## DIRECTIONS FOR THIS TASK
What lines of the material below hold the string "floor"? Copy them out.

□ □ □ □ □ □ □

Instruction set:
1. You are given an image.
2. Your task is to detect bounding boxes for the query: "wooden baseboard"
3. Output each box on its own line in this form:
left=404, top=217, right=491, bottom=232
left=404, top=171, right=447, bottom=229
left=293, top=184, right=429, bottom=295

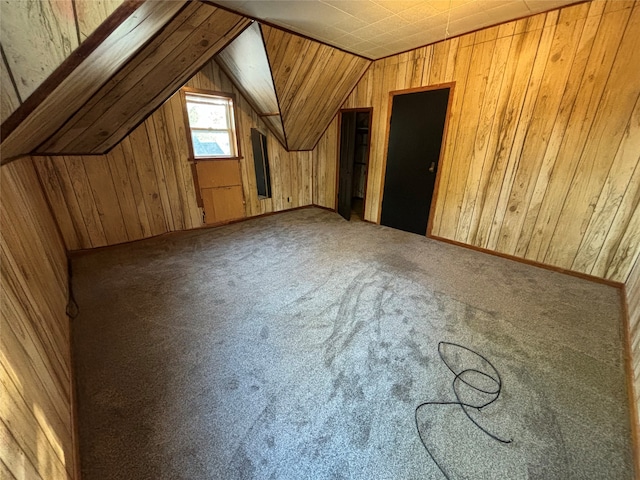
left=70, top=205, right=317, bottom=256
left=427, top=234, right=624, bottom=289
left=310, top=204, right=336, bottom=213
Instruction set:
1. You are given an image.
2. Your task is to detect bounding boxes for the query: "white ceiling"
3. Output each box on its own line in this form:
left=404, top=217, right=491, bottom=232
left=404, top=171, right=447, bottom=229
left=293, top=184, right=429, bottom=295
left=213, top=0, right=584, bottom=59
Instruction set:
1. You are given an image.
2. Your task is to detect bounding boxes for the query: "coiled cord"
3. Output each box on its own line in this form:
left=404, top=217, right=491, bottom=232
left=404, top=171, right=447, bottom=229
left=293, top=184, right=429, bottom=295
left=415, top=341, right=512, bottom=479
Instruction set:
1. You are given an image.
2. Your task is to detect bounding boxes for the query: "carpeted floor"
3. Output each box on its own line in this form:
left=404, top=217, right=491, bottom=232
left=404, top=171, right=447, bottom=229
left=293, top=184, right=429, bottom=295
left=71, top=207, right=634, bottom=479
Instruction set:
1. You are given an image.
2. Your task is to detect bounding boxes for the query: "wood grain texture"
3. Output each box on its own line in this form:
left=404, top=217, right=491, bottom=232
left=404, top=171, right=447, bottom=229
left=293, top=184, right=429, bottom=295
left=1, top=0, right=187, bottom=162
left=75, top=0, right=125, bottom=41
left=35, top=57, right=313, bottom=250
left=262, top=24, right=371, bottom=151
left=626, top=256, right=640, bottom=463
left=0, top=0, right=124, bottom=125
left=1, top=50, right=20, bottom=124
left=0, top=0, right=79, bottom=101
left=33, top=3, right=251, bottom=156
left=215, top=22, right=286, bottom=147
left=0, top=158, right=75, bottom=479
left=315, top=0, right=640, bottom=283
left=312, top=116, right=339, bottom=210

□ □ □ □ □ □ □

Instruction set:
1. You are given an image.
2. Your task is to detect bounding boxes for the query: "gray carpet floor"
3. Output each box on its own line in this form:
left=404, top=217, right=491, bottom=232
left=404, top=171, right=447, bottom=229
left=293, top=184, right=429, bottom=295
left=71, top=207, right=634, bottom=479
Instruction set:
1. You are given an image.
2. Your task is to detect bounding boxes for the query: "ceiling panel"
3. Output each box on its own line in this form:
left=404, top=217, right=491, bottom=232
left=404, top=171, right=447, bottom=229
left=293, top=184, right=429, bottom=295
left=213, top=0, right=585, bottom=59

□ □ □ □ □ □ □

## FINISHED TASK
2. Your task is to detect bounding boxes for the query: "carpeted floor"
2. Your task is to detect bounding boxes for the query: "gray carpet floor"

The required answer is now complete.